→ **READING PASSAGE**
Gold Testing Techniques

Gold Testing Techniques

When it comes to testing and buying gold, most pawnshops have already figured out what works best for them. There are a number of options out there for testing gold (and silver) jewelry from the traditional acid test to the more advanced x-ray machines. In this article, we’re going to look at a few options currently being used in pawnshops across the country.

Rare Earth Magnets

Scrap Gold

Your first line of defense when testing gold should be a good rare earth magnet. Using this highly affordable and readily available tool allows you to quickly identify non-gold items in a large gold scrap lot or when testing a single item.

Using the magnet, run it over the piece(s) you’re looking at testing. Gold, as an element, has no magnetic properties and as such, you should not feel any pull or see pieces moving when you are running the magnet over them. There are of course some exceptions:

  • Many clasps have iron springs in them that will be pulled by the magnet – this is to be expected and really doesn’t account for much weight.
  • You will also have some hollow earrings that have a metallic rod inserted – be sure to avoid these as you don’t want to pay gold prices for a few grams or pennyweights of iron.

Keeping a good rare earth magnet at the counter can help you quickly identify those fake or plated items to avoid wasting valuable time testing them.

Acid & Stone

Gold Test Kit

Perhaps the most commonly used test for gold testing over the counter is the scratch test. This process allows you to visually identify if a piece, when scratched on the stone, holds utilizing the 10K, 14K, 18K and 22K acid. This is a very popular and affordable option for everyday use with testing scrap gold and scrap silver. The complete kit sells for in the range of $80-100 for three acids, a stone and a nice wooden box to keep them in. Additional bottles of acid are also sold separately for about $3 to $4 per bottle.

Tricks of the Trade: A handy tip to testing silver that is quite popular involves using the 18K gold acid. When you scratch sterling on the stone and apply the 18K gold acid, the sterling will turn a milky blue. That’s how you know it is in fact Sterling Silver.

A few things to be careful of when using the Acid & Stone Scratch Test…

  1. Be sure to clean the stone thoroughly after every use. I’ve seen many shops that use gun oil to clean the surface while others just use a damp cloth. A popular method of cleaning is utilizing the 18K or 22K acid which helps clean the surface completely of any remaining scratch samples. Whatever you use, be sure it completely removes the scratches to avoid cross contamination for future testing.

→ **SHORT PROBLEM 1**
In the gold testing article, what color does sterling silver turn when it is scratched on the stone and the 18K gold acid is applied?
→ **SHORT PROBLEM 2**
Output the passage of the gold testing article from "A few things" up to and including "for future testing.".
The data that follows has no role in this.

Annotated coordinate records

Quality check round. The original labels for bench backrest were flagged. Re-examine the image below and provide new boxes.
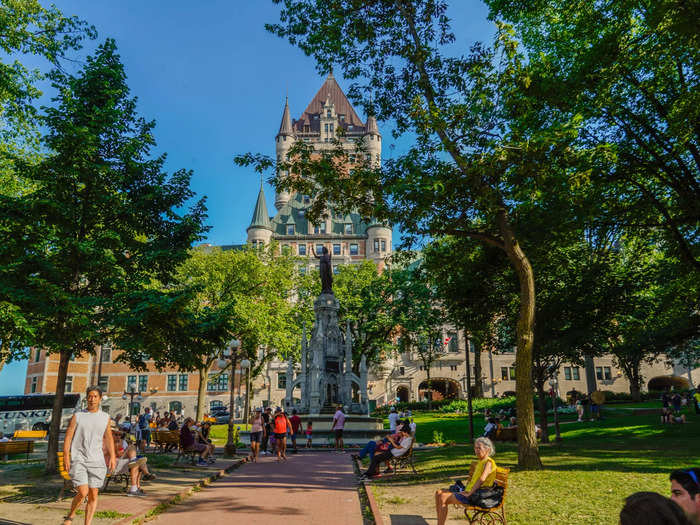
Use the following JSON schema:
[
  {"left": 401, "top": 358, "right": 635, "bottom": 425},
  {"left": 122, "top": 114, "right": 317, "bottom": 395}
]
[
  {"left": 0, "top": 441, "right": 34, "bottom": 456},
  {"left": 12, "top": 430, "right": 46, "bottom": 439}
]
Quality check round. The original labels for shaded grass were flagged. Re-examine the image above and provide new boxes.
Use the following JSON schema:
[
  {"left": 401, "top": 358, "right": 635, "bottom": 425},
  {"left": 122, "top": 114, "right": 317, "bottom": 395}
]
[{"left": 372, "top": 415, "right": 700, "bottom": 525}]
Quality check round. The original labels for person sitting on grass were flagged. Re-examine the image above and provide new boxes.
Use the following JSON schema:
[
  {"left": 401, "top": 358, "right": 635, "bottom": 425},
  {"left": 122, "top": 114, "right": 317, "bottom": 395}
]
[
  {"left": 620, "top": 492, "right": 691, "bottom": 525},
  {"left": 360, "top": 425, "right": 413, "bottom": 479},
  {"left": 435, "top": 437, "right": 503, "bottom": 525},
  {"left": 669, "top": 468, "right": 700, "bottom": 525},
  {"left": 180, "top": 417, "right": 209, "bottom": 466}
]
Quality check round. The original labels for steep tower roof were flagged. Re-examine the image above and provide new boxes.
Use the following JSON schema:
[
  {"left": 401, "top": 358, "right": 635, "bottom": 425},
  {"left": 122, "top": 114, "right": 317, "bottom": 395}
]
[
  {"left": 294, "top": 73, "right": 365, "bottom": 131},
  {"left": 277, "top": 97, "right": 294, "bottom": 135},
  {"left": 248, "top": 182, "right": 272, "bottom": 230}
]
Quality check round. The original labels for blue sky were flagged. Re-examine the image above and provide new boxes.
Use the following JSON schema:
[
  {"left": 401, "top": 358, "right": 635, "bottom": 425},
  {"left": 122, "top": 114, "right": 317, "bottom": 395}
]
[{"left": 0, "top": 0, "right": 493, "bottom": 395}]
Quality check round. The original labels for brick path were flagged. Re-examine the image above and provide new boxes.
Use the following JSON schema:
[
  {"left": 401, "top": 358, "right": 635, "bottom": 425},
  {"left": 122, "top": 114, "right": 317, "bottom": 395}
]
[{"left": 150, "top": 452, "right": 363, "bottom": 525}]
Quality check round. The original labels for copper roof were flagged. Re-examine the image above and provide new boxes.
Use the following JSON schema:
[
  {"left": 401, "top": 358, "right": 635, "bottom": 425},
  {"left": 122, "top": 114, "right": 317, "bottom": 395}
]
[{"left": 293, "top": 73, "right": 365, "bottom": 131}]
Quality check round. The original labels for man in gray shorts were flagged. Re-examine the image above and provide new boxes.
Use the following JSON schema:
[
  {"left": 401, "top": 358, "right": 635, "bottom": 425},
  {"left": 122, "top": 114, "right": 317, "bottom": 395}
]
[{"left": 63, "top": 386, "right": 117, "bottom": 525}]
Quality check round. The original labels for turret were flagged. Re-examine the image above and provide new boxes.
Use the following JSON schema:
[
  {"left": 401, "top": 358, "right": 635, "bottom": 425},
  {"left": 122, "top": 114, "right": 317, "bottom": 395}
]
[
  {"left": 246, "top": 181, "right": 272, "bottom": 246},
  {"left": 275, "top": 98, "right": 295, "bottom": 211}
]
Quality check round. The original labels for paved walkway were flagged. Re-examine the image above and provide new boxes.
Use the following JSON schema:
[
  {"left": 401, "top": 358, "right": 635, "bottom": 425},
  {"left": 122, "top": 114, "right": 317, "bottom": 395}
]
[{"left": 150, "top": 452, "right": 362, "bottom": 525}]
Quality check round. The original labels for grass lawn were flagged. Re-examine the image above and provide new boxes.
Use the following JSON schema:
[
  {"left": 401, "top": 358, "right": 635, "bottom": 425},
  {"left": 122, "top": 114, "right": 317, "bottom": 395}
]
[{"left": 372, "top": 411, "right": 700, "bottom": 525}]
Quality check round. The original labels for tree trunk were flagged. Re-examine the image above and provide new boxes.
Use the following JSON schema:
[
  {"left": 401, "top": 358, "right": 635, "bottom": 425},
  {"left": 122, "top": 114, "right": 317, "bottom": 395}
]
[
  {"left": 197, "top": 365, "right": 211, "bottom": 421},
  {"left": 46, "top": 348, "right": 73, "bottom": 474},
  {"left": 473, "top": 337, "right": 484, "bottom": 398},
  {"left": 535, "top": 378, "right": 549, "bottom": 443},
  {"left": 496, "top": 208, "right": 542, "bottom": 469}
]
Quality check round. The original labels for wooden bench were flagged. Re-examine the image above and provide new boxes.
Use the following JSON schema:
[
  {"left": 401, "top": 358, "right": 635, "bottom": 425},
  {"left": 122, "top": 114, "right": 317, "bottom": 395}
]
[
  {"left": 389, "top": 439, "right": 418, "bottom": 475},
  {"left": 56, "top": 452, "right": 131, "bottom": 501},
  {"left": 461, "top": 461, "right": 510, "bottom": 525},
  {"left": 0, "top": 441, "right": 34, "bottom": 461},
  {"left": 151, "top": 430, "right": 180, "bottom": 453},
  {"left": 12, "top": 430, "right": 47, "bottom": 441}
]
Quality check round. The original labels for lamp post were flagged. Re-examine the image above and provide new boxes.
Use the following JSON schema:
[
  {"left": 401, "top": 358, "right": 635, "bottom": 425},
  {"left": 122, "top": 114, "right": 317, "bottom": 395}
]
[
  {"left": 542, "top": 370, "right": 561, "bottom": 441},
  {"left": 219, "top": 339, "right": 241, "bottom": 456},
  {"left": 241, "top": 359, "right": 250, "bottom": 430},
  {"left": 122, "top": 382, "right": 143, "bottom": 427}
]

→ **CORRECT ANSWER 1**
It turns a milky blue.

→ **CORRECT ANSWER 2**
A few things to be careful of when using the Acid & Stone Scratch Test…

  1. Be sure to clean the stone thoroughly after every use. I’ve seen many shops that use gun oil to clean the surface while others just use a damp cloth. A popular method of cleaning is utilizing the 18K or 22K acid which helps clean the surface completely of any remaining scratch samples. Whatever you use, be sure it completely removes the scratches to avoid cross contamination for future testing.